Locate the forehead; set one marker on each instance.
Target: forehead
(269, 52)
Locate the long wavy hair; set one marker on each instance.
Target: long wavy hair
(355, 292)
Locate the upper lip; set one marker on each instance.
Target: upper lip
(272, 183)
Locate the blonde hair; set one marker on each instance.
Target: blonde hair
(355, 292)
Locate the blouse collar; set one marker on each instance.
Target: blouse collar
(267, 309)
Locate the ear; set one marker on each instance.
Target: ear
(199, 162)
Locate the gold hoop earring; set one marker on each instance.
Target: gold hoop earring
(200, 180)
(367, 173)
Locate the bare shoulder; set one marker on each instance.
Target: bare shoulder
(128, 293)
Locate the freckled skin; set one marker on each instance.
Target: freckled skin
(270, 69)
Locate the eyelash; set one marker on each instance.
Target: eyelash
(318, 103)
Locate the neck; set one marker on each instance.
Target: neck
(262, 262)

====

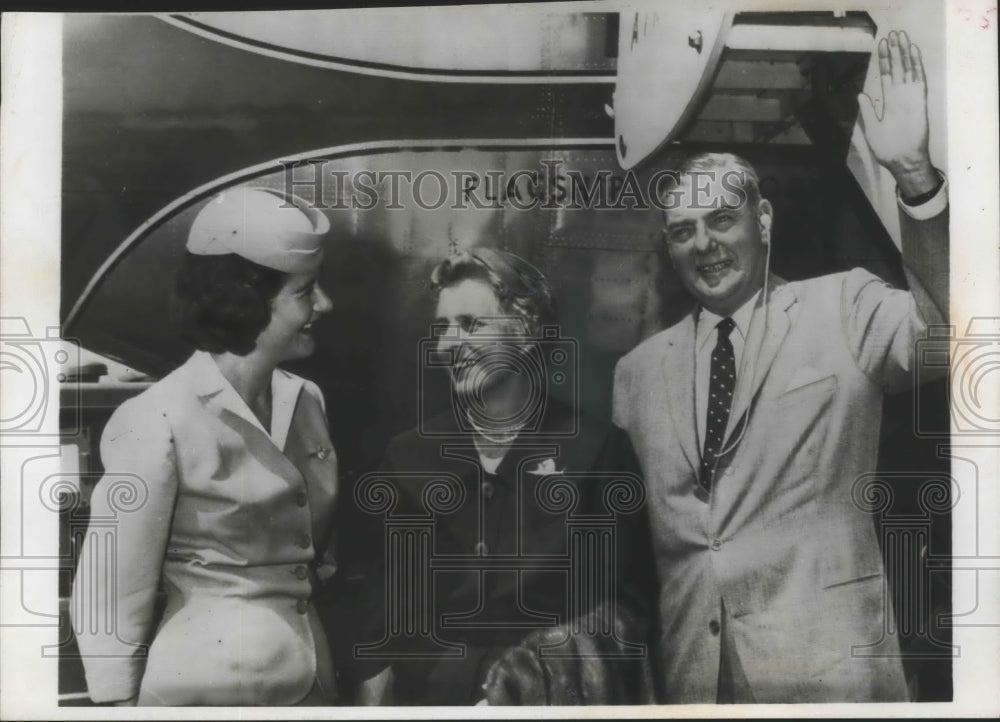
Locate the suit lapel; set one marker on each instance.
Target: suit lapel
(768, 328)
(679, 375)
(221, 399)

====

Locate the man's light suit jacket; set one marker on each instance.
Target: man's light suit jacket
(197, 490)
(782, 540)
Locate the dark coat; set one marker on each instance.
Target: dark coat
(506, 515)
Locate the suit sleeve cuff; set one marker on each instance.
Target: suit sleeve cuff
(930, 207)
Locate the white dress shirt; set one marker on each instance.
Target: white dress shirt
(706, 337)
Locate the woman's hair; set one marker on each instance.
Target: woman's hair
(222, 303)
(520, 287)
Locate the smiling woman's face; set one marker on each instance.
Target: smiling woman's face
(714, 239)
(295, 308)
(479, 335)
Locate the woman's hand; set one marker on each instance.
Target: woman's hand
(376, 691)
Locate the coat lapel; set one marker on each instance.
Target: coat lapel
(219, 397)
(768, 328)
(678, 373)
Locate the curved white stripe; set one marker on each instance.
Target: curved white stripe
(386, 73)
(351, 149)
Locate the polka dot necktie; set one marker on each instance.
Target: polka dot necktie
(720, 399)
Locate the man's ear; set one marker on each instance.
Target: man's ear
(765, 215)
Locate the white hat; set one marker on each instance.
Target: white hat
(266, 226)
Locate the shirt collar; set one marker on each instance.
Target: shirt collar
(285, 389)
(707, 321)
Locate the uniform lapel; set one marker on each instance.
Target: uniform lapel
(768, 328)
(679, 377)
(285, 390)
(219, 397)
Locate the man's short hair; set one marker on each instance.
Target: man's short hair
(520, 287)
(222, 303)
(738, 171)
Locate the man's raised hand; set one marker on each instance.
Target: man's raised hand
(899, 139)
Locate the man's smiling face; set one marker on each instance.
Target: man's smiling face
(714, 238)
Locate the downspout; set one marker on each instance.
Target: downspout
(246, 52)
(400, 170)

====

▶ _Work request_: Among the records above, a stretch begins at the line containing "Locate the shirt" and ends at the line containing "Locate the man's short". Restate that stretch word for word, and nothing else.

▶ _Your solution_:
Locate the shirt collar; set one marker on each instance.
Target: shirt collar
(285, 389)
(707, 321)
Locate the uniform lapel; set one marker on each instance.
Target: uniform lapel
(768, 328)
(679, 377)
(285, 390)
(219, 397)
Locate the man's short hair; set one marker on each instance.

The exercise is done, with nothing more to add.